### Exercise:
Please reproduce every one of the lines below word for word, leaving nothing out and changing nothing.

────────────────────

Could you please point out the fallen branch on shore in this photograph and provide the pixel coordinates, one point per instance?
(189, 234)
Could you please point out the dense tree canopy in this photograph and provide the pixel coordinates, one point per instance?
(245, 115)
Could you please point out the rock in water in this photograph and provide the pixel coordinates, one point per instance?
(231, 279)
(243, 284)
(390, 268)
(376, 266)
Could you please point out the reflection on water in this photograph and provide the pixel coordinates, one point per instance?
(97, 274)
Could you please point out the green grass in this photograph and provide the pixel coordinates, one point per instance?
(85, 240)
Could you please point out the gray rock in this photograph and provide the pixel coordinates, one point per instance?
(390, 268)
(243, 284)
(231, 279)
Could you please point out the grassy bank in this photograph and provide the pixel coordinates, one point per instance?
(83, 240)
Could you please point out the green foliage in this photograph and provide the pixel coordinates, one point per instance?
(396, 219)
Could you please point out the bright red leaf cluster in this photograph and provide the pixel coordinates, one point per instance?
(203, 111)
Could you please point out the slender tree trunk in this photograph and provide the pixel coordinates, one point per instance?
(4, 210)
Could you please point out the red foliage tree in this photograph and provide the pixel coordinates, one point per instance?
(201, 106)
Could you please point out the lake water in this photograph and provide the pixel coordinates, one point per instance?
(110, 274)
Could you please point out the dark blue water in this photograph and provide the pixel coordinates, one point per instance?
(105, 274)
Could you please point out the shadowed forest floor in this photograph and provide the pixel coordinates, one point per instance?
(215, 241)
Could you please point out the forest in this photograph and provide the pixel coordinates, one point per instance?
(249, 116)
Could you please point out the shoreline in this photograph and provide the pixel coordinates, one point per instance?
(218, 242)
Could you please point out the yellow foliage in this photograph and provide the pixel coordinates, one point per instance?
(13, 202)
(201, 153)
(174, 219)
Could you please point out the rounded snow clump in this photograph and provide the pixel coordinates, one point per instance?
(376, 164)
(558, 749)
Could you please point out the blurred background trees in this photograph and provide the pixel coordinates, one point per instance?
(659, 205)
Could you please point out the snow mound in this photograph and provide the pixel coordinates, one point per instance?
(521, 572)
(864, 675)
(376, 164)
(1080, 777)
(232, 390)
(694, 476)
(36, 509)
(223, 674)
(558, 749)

────────────────────

### Answer to this problem:
Could you please point out the fallen branch on shore in this photograph and provide the pixel coordinates, one point per instance?
(189, 234)
Could you please point out the dense tree canopy in this photograph and provide the pixel coordinates, one point per instance?
(245, 115)
Could you please point out the rock in water in this photograph and provide the pixel coordinates, one point per instance?
(231, 279)
(243, 284)
(390, 268)
(376, 266)
Could you please point out the reflection on water in this photograph and provide the pixel coordinates, one point per instance?
(97, 274)
Could you please point out the green grass in this photograph and provide the pixel coordinates, one point per instance?
(85, 240)
Could you please point out the gray rock in this photograph and provide the pixel coordinates, one point per instance?
(390, 268)
(243, 284)
(231, 279)
Could you please point out the grassy bank in this photograph and provide the pixel coordinates, one point per instance?
(83, 240)
Could you please point out the green foliage in this photograph and provide the pixel coordinates, one point per instance?
(396, 219)
Could you please point out the bright red leaf cluster in this photograph and provide the pixel coordinates, one point per instance?
(203, 111)
Could you please point out the slender tree trunk in this photograph and provide the pixel coordinates, one point per instance?
(4, 210)
Could you please point out the red foliage tree in this photograph and provide the pixel coordinates, one point per instance?
(201, 106)
Could you please point out the lake water in this photograph and provide the pixel coordinates, one point per instance?
(110, 274)
Could you please point out the dark blue water in this photograph and provide the pixel coordinates, one point per instance?
(105, 274)
Could you please point out the shadowed forest floor in this photograph and provide the pixel coordinates, one point per instance?
(215, 241)
Could you please point out the forest in this photograph and provide the pixel coordinates, one point per instance?
(249, 116)
Could you please point out the shoreline in this photograph and provide the pixel coordinates, one point per instance?
(218, 242)
Could you please point out the yellow foliage in this photograph and provide the pixel coordinates, one point per instance?
(13, 202)
(201, 153)
(174, 219)
Could you please point out the rounded snow clump in this photograph and provide the pixel coordinates, one point per instance?
(376, 164)
(558, 749)
Could you please point out the blurred background trees in this photograph and provide the pixel coordinates, one point per instance?
(659, 205)
Could you please point out the snow mound in this photograph and provide the pixel coordinates, one point per instance?
(521, 572)
(864, 675)
(376, 164)
(1080, 777)
(232, 390)
(694, 476)
(36, 509)
(223, 674)
(558, 749)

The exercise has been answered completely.